[Cuplikan Terpilih]
__________________________________________________
Selasa 25 Sep 2018 00:12 WIB

Debat Kusir, Belajar dari Jawaban Cerdas Agus Salim

Debat kusir asal bicara tanpa kecerdasan tak akan memberikan pencerahan komprehensif

Agus Salim
Foto: Istimewa
Agus Salim

REPUBLIKA.CO.ID, Oleh: Ady Amar

Melihat perdebatan para politisi atau pemihakan pengamat politik yang tampak kasat mata di televisi, yang ada justru menampakkan sikap tidak simpatik dan hanya menampilkan adegan menang-menangan dari lawan bicaranya. Debat kusir asal bicara, tanpa kecerdasan dan apalagi kualitas bangunan narasi yang disampaikannya, tentu tidak akan dapat memberi pencerahan komprehensif pada publik, tetapi justru mengajarkan pada anak-anak dan remaja kita perilaku tidak terpuji.

Acap dengan tidak malu-malu, kita bisa lihat sikap pembelaan pada pihak yang 'mengupahnya' menampakkan perangai arogan, sok jagoan yang siap berkelahi sekalipun dengan lawan bicaranya, bak preman pasar. Adegan memalukan di salah satu televisi swasta dalam acara talk show, berkenaan dengan perdebatan soal 'sah tidaknya' #2019GantiPresiden, antara Ali Mokhtar Ngabalin yang hadir di studio dengan Mahendradatta (pengacara) lewat sambungan telepon.

Ali, yang selaku juru bicara pemerintah, dengan entengnya menantang Mahendradatta untuk datang ke studio. Dan karena sikapnya itu, Mahendradatta tidak meladeni dan menutup sambungan teleponnya.

Tidak bisa dibayangkan jika mereka dipertemukan di ruang studio yang sama, bisa jadi akan terjadi baku hantam yang tidak pantas dilihat. Ini pemandangan yang tidak baik untuk ditonton remaja kita yang seharusnya mendapatkan pelajaran ilmu dan etika perdebatan yang baik, dewasa dan sehat.

Kita sudah tidak dapat lagi melihat perdebatan atau jawaban cerdas dari tokoh-tokoh masa lalu, yang jika dikritik atau ditanya menanggapinya dengan bahasa santun, bahasa yang tidak mencederai lawan bicaranya. Sehingga yang terbangun adalah sikap saling memahami bahwa ada perbedaan, dan karenanya saling menghargai. Intelektualitas plus emotional quality yang baik, menjadikan perdebatan itu menarik dan bermutu dengan emosi yang terjaga.

Intelektual Saja Tidaklah Cukup

Di tahun 1930-an, saat Sarekat Islam (SI) dengan salah satu tokohnya Haji Agus Salim mengadakan rapat. Tanpa dinyana menelusup di rapat itu anak-anak komunis pimpinan Muso, berulah.
__________________________________________________
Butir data

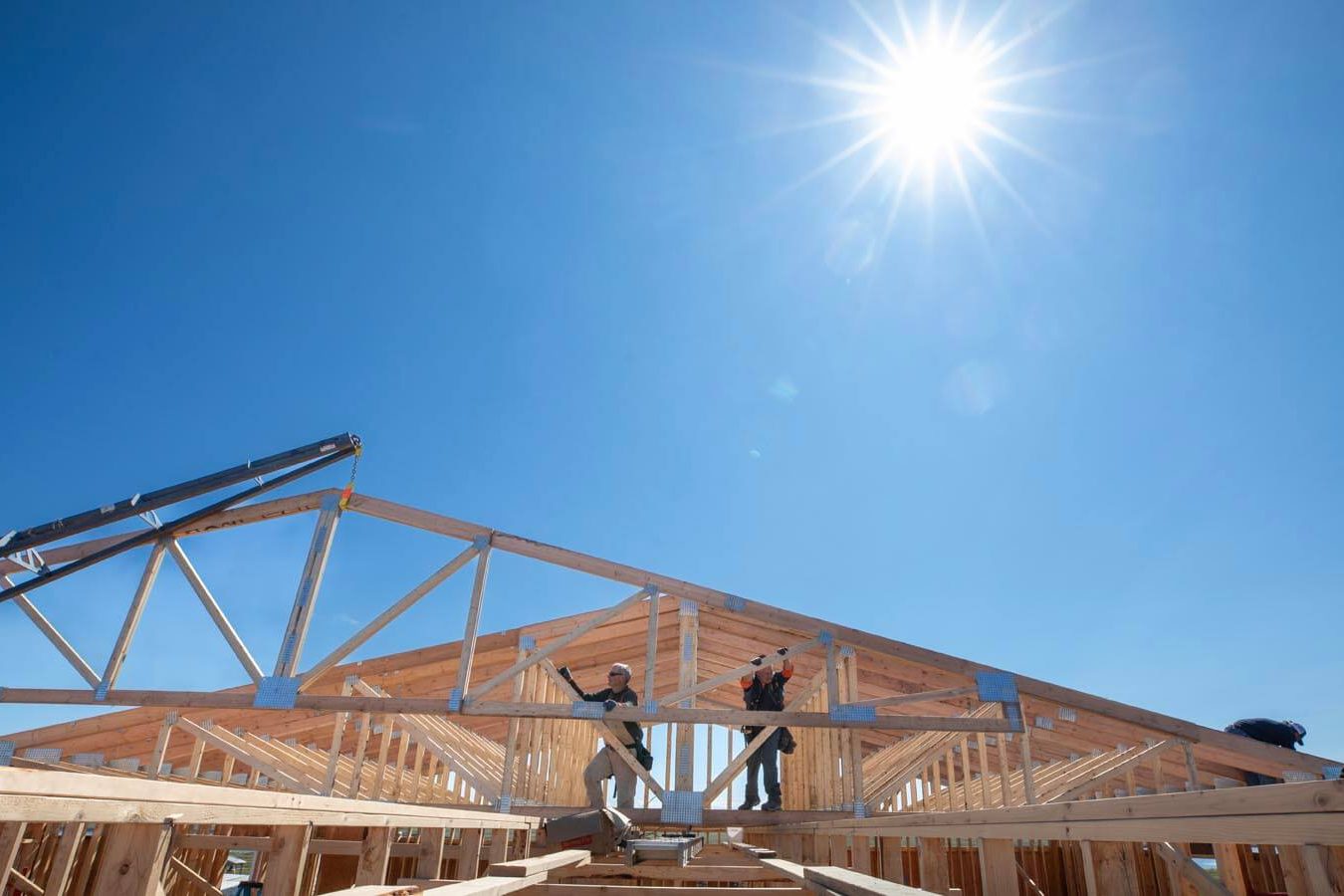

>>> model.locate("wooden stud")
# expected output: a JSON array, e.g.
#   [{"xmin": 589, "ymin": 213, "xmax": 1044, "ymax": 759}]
[{"xmin": 95, "ymin": 823, "xmax": 172, "ymax": 896}]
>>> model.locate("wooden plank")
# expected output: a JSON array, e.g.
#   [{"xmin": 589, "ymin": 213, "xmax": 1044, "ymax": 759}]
[
  {"xmin": 268, "ymin": 496, "xmax": 341, "ymax": 677},
  {"xmin": 457, "ymin": 827, "xmax": 485, "ymax": 880},
  {"xmin": 802, "ymin": 865, "xmax": 941, "ymax": 896},
  {"xmin": 915, "ymin": 837, "xmax": 952, "ymax": 893},
  {"xmin": 1090, "ymin": 841, "xmax": 1143, "ymax": 896},
  {"xmin": 1214, "ymin": 843, "xmax": 1250, "ymax": 896},
  {"xmin": 169, "ymin": 856, "xmax": 224, "ymax": 896},
  {"xmin": 487, "ymin": 849, "xmax": 592, "ymax": 877},
  {"xmin": 168, "ymin": 539, "xmax": 264, "ymax": 682},
  {"xmin": 527, "ymin": 886, "xmax": 800, "ymax": 896},
  {"xmin": 472, "ymin": 588, "xmax": 645, "ymax": 712},
  {"xmin": 262, "ymin": 822, "xmax": 314, "ymax": 896},
  {"xmin": 415, "ymin": 827, "xmax": 448, "ymax": 878},
  {"xmin": 1149, "ymin": 841, "xmax": 1232, "ymax": 896},
  {"xmin": 100, "ymin": 540, "xmax": 165, "ymax": 688},
  {"xmin": 354, "ymin": 827, "xmax": 396, "ymax": 885},
  {"xmin": 44, "ymin": 820, "xmax": 86, "ymax": 896},
  {"xmin": 979, "ymin": 839, "xmax": 1017, "ymax": 896},
  {"xmin": 419, "ymin": 874, "xmax": 546, "ymax": 896},
  {"xmin": 95, "ymin": 823, "xmax": 173, "ymax": 896},
  {"xmin": 457, "ymin": 543, "xmax": 491, "ymax": 705},
  {"xmin": 0, "ymin": 573, "xmax": 101, "ymax": 688},
  {"xmin": 0, "ymin": 820, "xmax": 28, "ymax": 891},
  {"xmin": 299, "ymin": 544, "xmax": 480, "ymax": 691}
]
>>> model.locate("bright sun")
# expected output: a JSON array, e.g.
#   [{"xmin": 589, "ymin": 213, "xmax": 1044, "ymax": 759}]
[
  {"xmin": 777, "ymin": 0, "xmax": 1089, "ymax": 245},
  {"xmin": 878, "ymin": 46, "xmax": 984, "ymax": 165}
]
__________________________________________________
[Yang Akan Dikerjakan]
1. Dalam cuplikan tentang debat kusir, siapa yang ditantang Ali Mokhtar Ngabalin untuk datang ke studio?
2. Susun seluruh baris pada daftar di atas sebagai tabel Markdown dengan kolom "No." dan "Baris", tanpa baris kosong. Gambar tidak perlu disertakan dalam jawaban.

[Penyelesaian Soal]
1. Mahendradatta

2.
| No. | Baris |
|---|---|
| 1 | >>> model.locate("wooden stud") |
| 2 | # expected output: a JSON array, e.g. |
| 3 | #   [{"xmin": 589, "ymin": 213, "xmax": 1044, "ymax": 759}] |
| 4 | [{"xmin": 95, "ymin": 823, "xmax": 172, "ymax": 896}] |
| 5 | >>> model.locate("wooden plank") |
| 6 | # expected output: a JSON array, e.g. |
| 7 | #   [{"xmin": 589, "ymin": 213, "xmax": 1044, "ymax": 759}] |
| 8 | [ |
| 9 |   {"xmin": 268, "ymin": 496, "xmax": 341, "ymax": 677}, |
| 10 |   {"xmin": 457, "ymin": 827, "xmax": 485, "ymax": 880}, |
| 11 |   {"xmin": 802, "ymin": 865, "xmax": 941, "ymax": 896}, |
| 12 |   {"xmin": 915, "ymin": 837, "xmax": 952, "ymax": 893}, |
| 13 |   {"xmin": 1090, "ymin": 841, "xmax": 1143, "ymax": 896}, |
| 14 |   {"xmin": 1214, "ymin": 843, "xmax": 1250, "ymax": 896}, |
| 15 |   {"xmin": 169, "ymin": 856, "xmax": 224, "ymax": 896}, |
| 16 |   {"xmin": 487, "ymin": 849, "xmax": 592, "ymax": 877}, |
| 17 |   {"xmin": 168, "ymin": 539, "xmax": 264, "ymax": 682}, |
| 18 |   {"xmin": 527, "ymin": 886, "xmax": 800, "ymax": 896}, |
| 19 |   {"xmin": 472, "ymin": 588, "xmax": 645, "ymax": 712}, |
| 20 |   {"xmin": 262, "ymin": 822, "xmax": 314, "ymax": 896}, |
| 21 |   {"xmin": 415, "ymin": 827, "xmax": 448, "ymax": 878}, |
| 22 |   {"xmin": 1149, "ymin": 841, "xmax": 1232, "ymax": 896}, |
| 23 |   {"xmin": 100, "ymin": 540, "xmax": 165, "ymax": 688}, |
| 24 |   {"xmin": 354, "ymin": 827, "xmax": 396, "ymax": 885}, |
| 25 |   {"xmin": 44, "ymin": 820, "xmax": 86, "ymax": 896}, |
| 26 |   {"xmin": 979, "ymin": 839, "xmax": 1017, "ymax": 896}, |
| 27 |   {"xmin": 419, "ymin": 874, "xmax": 546, "ymax": 896}, |
| 28 |   {"xmin": 95, "ymin": 823, "xmax": 173, "ymax": 896}, |
| 29 |   {"xmin": 457, "ymin": 543, "xmax": 491, "ymax": 705}, |
| 30 |   {"xmin": 0, "ymin": 573, "xmax": 101, "ymax": 688}, |
| 31 |   {"xmin": 0, "ymin": 820, "xmax": 28, "ymax": 891}, |
| 32 |   {"xmin": 299, "ymin": 544, "xmax": 480, "ymax": 691} |
| 33 | ] |
| 34 | >>> model.locate("bright sun") |
| 35 | # expected output: a JSON array, e.g. |
| 36 | #   [{"xmin": 589, "ymin": 213, "xmax": 1044, "ymax": 759}] |
| 37 | [ |
| 38 |   {"xmin": 777, "ymin": 0, "xmax": 1089, "ymax": 245}, |
| 39 |   {"xmin": 878, "ymin": 46, "xmax": 984, "ymax": 165} |
| 40 | ] |